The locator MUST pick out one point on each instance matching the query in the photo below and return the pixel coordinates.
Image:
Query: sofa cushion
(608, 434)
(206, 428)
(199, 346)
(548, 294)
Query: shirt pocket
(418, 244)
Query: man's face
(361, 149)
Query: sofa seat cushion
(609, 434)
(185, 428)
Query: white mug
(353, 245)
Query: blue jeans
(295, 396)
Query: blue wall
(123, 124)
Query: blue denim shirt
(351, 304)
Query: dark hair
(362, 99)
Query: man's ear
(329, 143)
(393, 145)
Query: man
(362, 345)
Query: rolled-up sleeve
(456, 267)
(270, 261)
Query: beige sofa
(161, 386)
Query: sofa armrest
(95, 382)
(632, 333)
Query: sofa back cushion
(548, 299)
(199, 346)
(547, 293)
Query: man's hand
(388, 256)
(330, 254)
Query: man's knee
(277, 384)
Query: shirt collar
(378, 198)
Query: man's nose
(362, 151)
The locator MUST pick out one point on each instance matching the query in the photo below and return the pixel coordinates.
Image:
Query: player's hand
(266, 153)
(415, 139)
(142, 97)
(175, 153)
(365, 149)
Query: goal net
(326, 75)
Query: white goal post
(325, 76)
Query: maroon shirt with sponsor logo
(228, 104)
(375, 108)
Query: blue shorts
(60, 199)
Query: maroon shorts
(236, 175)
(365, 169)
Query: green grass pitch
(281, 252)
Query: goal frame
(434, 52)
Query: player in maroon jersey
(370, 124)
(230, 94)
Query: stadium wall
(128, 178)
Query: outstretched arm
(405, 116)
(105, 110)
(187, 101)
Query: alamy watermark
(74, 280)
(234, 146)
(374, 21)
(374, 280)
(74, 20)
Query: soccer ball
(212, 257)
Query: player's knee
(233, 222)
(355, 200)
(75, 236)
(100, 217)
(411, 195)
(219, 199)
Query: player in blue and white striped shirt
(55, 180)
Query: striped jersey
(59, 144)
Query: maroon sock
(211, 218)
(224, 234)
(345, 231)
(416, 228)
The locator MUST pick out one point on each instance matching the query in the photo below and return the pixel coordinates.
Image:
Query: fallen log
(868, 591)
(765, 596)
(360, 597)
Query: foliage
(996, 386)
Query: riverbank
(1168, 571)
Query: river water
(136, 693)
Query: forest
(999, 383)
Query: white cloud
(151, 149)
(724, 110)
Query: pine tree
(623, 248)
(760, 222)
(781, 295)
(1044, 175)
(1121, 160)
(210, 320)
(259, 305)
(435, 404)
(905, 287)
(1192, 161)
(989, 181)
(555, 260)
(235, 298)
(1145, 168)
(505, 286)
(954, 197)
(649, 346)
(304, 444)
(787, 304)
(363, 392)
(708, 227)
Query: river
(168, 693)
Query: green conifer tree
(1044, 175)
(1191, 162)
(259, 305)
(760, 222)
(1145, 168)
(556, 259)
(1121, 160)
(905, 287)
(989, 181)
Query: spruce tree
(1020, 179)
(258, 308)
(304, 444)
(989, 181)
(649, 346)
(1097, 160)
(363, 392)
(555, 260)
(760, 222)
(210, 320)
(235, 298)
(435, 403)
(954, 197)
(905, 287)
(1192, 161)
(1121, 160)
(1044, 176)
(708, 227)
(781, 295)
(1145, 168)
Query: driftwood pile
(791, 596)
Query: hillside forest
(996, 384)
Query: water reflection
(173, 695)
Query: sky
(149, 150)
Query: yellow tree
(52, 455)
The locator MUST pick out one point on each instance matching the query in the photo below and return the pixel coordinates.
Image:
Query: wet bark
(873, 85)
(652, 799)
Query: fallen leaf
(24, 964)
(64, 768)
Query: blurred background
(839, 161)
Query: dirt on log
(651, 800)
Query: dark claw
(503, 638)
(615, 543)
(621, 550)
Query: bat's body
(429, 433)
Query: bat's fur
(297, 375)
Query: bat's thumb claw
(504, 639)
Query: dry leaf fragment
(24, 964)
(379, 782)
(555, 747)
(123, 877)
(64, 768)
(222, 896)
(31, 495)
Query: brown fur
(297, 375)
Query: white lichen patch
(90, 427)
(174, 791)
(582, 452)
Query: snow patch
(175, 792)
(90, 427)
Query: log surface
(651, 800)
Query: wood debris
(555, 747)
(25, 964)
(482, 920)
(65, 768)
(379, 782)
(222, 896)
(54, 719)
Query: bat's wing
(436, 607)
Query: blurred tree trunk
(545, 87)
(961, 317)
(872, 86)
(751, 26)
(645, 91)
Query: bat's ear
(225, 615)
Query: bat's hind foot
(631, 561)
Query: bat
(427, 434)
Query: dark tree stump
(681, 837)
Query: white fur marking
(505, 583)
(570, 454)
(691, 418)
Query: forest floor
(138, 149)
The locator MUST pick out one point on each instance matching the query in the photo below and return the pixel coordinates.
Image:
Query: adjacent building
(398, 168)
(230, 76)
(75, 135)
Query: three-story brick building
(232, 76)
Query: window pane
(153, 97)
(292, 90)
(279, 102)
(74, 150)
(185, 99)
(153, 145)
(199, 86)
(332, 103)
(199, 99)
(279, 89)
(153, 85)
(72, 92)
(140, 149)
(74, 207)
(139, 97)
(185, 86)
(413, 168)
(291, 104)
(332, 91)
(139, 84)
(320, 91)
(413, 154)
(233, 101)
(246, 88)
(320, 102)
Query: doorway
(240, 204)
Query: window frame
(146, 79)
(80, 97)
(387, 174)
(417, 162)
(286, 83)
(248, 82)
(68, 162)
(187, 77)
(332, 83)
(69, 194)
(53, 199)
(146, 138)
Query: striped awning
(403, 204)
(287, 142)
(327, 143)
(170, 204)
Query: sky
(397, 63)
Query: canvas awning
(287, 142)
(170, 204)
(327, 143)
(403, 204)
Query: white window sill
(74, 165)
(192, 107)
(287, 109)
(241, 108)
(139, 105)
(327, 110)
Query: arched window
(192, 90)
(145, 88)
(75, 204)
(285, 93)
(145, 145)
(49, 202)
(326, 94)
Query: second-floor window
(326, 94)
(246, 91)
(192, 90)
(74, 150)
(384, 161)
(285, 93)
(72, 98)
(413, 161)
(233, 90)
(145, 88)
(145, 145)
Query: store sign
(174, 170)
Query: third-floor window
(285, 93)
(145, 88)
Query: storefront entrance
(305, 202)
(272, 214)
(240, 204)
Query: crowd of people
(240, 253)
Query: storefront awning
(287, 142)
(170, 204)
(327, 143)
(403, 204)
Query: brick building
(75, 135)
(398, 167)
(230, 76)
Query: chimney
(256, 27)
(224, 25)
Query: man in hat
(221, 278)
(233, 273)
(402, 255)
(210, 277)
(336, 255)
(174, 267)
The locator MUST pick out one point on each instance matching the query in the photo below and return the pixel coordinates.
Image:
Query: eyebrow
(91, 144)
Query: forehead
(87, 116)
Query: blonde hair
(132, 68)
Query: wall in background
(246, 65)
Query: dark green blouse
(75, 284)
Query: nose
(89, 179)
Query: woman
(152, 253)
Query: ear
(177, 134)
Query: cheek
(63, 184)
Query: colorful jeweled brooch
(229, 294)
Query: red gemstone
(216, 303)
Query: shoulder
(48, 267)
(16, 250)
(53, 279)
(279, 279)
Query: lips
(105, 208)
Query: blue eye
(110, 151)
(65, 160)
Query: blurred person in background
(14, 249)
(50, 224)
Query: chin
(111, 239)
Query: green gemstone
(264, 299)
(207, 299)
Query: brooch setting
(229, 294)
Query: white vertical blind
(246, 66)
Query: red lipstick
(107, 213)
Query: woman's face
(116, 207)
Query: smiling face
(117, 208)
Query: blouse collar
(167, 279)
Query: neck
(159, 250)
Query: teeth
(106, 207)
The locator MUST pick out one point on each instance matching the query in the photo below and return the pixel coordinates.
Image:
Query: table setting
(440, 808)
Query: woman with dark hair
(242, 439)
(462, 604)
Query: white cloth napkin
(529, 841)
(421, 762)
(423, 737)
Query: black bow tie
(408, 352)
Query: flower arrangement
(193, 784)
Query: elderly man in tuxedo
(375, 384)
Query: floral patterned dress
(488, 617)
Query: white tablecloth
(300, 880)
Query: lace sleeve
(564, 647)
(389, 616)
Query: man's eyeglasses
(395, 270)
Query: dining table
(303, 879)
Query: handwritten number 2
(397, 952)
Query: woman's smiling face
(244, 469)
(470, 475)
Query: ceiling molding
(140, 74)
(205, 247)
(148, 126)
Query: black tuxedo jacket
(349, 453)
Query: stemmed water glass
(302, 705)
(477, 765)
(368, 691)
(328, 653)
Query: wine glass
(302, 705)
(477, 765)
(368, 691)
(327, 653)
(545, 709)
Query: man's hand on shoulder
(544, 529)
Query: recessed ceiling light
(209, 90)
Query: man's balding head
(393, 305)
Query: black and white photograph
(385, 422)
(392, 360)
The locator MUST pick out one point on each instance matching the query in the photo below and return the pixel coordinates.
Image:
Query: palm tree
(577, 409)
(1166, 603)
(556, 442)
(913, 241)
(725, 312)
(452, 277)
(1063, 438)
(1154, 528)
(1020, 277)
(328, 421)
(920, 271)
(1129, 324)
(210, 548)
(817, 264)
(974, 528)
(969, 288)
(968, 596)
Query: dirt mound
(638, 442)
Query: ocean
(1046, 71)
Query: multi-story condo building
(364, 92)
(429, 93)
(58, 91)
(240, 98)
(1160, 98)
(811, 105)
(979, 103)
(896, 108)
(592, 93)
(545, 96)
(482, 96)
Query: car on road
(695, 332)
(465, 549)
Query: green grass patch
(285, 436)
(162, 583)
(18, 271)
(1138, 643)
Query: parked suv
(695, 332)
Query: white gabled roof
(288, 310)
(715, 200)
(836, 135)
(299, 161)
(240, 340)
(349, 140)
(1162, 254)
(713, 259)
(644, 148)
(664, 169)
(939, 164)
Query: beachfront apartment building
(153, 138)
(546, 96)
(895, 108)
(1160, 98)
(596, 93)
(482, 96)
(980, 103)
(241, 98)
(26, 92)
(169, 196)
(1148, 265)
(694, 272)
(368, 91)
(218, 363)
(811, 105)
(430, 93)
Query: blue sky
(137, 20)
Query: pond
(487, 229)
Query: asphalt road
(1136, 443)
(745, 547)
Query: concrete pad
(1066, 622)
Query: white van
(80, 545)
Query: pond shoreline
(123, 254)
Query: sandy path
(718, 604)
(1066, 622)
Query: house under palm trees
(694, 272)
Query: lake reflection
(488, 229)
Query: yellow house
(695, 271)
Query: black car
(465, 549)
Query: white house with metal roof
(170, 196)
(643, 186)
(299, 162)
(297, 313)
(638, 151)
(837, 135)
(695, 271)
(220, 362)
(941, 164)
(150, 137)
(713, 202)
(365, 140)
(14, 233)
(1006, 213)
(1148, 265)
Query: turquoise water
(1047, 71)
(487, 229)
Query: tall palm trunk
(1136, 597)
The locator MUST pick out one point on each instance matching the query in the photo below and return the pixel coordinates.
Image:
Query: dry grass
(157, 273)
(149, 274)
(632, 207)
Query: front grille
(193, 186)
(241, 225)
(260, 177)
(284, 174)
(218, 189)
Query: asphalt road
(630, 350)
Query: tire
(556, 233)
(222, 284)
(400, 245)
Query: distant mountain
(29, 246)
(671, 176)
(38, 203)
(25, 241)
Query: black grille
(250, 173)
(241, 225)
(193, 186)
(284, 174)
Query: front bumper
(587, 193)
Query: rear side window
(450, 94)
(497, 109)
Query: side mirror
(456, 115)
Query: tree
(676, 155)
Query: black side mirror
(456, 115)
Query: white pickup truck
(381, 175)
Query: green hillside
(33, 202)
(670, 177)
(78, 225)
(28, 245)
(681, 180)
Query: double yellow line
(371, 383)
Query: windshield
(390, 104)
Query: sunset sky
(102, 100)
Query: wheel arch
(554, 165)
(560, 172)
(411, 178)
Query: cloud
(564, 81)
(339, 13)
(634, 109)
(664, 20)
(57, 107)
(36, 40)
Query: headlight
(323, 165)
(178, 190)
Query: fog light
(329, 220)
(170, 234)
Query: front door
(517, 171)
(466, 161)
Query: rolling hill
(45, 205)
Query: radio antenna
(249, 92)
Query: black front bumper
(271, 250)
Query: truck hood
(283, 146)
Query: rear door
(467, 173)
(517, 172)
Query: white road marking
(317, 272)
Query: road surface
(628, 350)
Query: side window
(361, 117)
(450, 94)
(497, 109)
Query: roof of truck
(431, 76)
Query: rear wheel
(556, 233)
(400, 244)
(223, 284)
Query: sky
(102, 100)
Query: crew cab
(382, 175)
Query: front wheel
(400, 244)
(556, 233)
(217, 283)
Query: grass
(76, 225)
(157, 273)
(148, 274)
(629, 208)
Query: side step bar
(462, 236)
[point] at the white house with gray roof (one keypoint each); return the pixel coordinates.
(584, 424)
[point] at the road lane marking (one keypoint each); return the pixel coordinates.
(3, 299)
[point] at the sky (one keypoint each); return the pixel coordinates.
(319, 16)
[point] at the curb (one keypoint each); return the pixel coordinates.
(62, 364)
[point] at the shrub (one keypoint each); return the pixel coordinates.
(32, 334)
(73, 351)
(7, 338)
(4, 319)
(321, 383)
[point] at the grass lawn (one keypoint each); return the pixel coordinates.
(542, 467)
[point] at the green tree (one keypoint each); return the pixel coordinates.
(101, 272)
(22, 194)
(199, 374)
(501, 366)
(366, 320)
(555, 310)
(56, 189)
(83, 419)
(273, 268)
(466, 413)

^^^^^^^^^^^^^^^^

» WHAT TO DO
Begin with the line that contains "[point] at the grass" and print each line exactly until the data ends, including the last line.

» RESPONSE TO THIS TASK
[point] at the grass lawn (one keypoint each); return the pixel coordinates.
(542, 467)
[point] at the green tree (one keypoint each); return the pixel coordinates.
(101, 272)
(22, 194)
(199, 374)
(501, 366)
(366, 320)
(555, 310)
(56, 189)
(83, 419)
(273, 268)
(466, 413)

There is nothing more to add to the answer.